§ Job
From the line with "Pest-scouting request: point out the column base" through the final line, please write out the listing exactly, including both of those lines.

§ Listed entries
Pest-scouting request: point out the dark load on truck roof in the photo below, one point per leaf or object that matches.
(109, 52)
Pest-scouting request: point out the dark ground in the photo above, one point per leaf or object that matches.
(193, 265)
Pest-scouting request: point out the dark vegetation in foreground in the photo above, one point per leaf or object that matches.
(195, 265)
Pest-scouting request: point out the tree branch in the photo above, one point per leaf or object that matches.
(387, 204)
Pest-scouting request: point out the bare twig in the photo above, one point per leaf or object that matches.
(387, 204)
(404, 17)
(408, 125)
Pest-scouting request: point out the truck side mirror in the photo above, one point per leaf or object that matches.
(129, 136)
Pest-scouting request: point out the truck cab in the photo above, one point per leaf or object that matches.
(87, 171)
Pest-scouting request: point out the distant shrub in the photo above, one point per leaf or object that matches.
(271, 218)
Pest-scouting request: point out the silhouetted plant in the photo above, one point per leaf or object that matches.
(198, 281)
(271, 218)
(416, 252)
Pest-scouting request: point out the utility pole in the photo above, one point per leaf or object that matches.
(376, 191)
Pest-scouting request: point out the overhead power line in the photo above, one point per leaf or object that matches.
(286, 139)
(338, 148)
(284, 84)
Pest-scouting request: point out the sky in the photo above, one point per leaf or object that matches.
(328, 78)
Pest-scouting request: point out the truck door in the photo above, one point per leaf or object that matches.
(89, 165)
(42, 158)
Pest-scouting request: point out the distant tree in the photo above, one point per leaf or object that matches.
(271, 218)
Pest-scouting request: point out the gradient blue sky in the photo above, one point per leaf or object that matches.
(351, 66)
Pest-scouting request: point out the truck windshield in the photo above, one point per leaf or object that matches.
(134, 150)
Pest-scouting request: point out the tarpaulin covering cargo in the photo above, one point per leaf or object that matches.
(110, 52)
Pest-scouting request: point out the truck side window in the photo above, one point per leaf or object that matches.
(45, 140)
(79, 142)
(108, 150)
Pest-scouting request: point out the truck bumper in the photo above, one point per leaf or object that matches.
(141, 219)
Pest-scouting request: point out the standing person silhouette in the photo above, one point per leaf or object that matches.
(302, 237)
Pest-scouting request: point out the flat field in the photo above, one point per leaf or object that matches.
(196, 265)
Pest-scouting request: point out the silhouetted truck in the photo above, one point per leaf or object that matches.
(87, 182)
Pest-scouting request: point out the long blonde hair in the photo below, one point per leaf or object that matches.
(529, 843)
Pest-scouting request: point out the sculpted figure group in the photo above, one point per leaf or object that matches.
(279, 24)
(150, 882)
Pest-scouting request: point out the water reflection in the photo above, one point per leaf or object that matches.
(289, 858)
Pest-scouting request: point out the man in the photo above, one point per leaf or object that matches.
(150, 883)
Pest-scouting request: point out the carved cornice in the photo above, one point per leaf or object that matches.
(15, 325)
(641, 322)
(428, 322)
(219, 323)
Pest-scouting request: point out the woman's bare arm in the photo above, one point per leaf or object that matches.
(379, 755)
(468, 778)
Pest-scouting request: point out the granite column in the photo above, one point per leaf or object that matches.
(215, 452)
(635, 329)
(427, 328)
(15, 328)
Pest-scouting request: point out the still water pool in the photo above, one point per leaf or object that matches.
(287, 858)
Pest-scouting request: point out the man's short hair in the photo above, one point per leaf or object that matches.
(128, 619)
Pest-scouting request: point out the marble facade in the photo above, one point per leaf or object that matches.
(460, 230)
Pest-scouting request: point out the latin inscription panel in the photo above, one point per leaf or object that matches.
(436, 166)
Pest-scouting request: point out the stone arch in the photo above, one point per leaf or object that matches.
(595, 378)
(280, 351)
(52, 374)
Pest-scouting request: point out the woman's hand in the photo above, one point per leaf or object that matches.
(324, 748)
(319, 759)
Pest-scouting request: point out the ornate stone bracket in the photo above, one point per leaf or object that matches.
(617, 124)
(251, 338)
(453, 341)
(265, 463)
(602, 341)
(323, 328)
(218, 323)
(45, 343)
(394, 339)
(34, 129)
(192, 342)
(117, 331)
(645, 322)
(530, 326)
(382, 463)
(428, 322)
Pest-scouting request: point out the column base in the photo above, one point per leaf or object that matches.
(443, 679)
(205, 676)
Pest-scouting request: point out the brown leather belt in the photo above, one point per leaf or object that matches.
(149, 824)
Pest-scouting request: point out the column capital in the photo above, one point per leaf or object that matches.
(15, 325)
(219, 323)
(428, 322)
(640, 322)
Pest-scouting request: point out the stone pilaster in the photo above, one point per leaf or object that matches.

§ Task answer
Pest-scouting request: point out the column base in the photo above, one point per leaf or object that matches.
(443, 679)
(205, 676)
Pest-scouting request: point out the brown leather belt in the photo above, one point per leaf or object that matches.
(149, 824)
Pest-scouting request: point out the column capital in the photo above, one point per leaf or object that matches.
(15, 325)
(219, 323)
(428, 322)
(640, 322)
Pest-scouting request: point out the stone pilaster in the photo above, one point per leaf or object that matches.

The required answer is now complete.